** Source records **
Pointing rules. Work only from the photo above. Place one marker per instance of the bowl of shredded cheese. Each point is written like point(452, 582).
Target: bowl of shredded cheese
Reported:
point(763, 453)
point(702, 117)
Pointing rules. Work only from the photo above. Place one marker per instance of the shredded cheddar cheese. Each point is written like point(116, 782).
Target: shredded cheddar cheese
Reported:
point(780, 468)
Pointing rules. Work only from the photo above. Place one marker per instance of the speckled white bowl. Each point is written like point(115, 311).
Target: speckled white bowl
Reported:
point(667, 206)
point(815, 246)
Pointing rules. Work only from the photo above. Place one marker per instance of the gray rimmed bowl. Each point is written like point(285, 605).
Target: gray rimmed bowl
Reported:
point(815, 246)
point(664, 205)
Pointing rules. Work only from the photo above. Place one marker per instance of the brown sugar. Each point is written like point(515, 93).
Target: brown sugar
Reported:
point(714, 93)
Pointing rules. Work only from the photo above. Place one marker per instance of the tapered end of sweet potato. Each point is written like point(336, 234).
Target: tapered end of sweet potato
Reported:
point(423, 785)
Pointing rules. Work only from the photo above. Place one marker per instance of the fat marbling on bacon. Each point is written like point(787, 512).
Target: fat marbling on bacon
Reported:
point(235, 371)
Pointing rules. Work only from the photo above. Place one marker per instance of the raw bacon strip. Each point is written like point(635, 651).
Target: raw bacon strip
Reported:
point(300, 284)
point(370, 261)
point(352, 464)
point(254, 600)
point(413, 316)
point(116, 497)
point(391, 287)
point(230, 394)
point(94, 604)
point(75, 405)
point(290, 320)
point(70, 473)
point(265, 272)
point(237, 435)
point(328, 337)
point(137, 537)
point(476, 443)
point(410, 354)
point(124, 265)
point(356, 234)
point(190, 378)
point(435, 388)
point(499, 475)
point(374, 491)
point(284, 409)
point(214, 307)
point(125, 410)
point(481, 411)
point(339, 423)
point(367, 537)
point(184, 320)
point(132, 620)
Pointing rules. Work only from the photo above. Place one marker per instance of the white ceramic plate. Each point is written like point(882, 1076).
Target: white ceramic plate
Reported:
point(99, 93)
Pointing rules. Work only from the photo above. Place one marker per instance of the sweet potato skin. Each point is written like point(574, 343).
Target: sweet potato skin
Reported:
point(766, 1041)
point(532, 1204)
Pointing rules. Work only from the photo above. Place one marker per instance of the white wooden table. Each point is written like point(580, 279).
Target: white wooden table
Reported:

** Exercise task **
Rewrite the records above, replacing every "Reported" with "Found" and leaving everything else as it is.

** The answer **
Pointing rules. Work only from the photo above. Place one marker per instance of the bowl of shredded cheese. Each point is written like point(452, 582).
Target: bowl of shredded cheese
Found:
point(763, 453)
point(702, 117)
Pointing rules. Work only from the photo above. Place one marker per instance of the shredded cheddar cheese. Each point is written like point(116, 782).
Target: shredded cheddar cheese
Found:
point(780, 468)
Pointing rules. Work only from the photo above. Place one marker per instance of the speckled white bowl. Each point is written like point(115, 311).
Target: speckled white bowl
Found:
point(667, 206)
point(815, 246)
Pointing rules. Work only from the photo above. Place one marker per instance of the gray rimmed bowl. Each point is written like point(285, 605).
Target: gray rimmed bowl
Found:
point(815, 246)
point(664, 205)
Pointing rules. Work only from the photo above. Place one marker per instance of the brown sugar. Each point is written like point(515, 93).
Target: brown sugar
Found:
point(714, 93)
Pointing rules. Work only from the photo above. Place one marker per instance of the tapered end of sweet potato. Each point is written like point(336, 234).
Target: tapered end of sweet potato
Found:
point(423, 785)
Pointing rules. Work only from the photo above. Place one marker per instance of the fat marbling on bacon. Each point is written like point(787, 512).
Target: fat marbling on bacon
Found:
point(235, 371)
Pointing rules. Work only from the photo above. Place one marker per instance of the raw bacon strip. Each point is written like point(635, 651).
Target: raw bacon strip
Found:
point(300, 284)
point(370, 261)
point(352, 464)
point(254, 600)
point(413, 316)
point(116, 497)
point(391, 287)
point(230, 394)
point(94, 604)
point(75, 405)
point(290, 320)
point(70, 473)
point(265, 272)
point(237, 435)
point(328, 337)
point(137, 537)
point(476, 443)
point(410, 354)
point(124, 265)
point(356, 234)
point(190, 378)
point(435, 388)
point(499, 475)
point(374, 491)
point(284, 409)
point(214, 307)
point(125, 410)
point(481, 411)
point(339, 423)
point(367, 537)
point(184, 320)
point(132, 620)
Pointing rules. Work only from the photo above. Place one marker per instance of the white ceramic plate. Each point is written like point(882, 1076).
Target: white ceramic plate
Found:
point(99, 93)
Pointing rules. Work only from the photo above. Place one marker per instance of the sweet potato skin. Each point is written like point(574, 343).
Target: sweet potato skin
Found:
point(766, 1041)
point(532, 1204)
Pointing rules. Work only from the photo above. Place one marker per instance of the white wooden table. Each point is written like point(580, 279).
Target: white wooden table
Found:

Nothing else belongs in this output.